» Excerpted passage
==================================================

Mark 1:4-5
What understanding of sin would draw folks into the desert to confess, repent, and be baptized? I’m sure there’s theological scholarship on this, but I don’t know it. Instead, I’m left with the ideas about sin that we absorb and invent for ourselves.
I absorbed the message that Eve’s sin tainted the bloodline forevermore, like a congenital disease. Jesus was the chemotherapy for everlasting death.
I absorbed the message that my sins of commission and omission separated me from God as if I were in Seattle and God were in Hawaii. Jesus was my ticket to sunshine.
I absorbed the message that sin was personal, like a credit card bill I racked up but that only Jesus could afford to pay off.
I invented the message (that I should probably have left in middle school) that sin was like flatulence, inevitable, shameful, but usually easy to hide. Jesus might know, but if it doesn’t cause problems for others, we can all politely pretend my sin wasn’t a serious offense.

==================================================

» Your goal
Please continue the reflection on sin above, picking up after its last sentence.

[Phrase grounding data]
==================================================

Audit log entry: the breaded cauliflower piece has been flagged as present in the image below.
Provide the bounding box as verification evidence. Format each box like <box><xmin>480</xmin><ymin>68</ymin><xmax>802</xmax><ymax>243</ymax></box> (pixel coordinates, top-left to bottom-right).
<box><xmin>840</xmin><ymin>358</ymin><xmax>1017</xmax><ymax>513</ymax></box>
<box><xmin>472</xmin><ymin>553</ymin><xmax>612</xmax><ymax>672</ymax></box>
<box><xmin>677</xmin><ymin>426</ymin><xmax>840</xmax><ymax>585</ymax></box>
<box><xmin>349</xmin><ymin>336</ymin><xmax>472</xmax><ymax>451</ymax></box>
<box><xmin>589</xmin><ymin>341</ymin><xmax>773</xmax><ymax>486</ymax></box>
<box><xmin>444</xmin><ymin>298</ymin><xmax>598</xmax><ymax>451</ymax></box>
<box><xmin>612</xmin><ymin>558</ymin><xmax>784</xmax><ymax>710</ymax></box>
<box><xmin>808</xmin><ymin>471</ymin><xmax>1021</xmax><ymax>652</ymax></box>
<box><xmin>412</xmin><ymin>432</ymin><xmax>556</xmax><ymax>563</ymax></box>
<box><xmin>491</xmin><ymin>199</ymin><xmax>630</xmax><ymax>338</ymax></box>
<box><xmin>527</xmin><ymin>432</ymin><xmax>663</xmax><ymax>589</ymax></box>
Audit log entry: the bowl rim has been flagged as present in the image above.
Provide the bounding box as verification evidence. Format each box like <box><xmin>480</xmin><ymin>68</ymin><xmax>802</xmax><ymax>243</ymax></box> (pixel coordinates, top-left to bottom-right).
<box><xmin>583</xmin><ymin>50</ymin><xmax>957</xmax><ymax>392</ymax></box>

==================================================

» Reply
I invented the message that sin has a valve like a sewage pipeline. By my choices in ethics and friends and hobbies, I could keep sin to a trickle. Jesus could help me monitor the knob.
I invented the message that sin is offset by holy habits and a few sparkling acts of kindness. Jesus isn’t crucial in this little myth.
I don’t have a theology of sin that would make me leave work and shirk home duties to go listen to a prophet. I certainly wouldn’t stand for hours in a long line to be dunked in a dirty river by a strange man.
What did these early believers know about sin that I’m missing?

Consider
What messages about sin have you absorbed and invented? How do they shape your spiritual life?
Pray
God, help us go to great lengths to confess our sins, receive your pardon, and move forward to think, feel, and act out of your deeper well of love. Amen.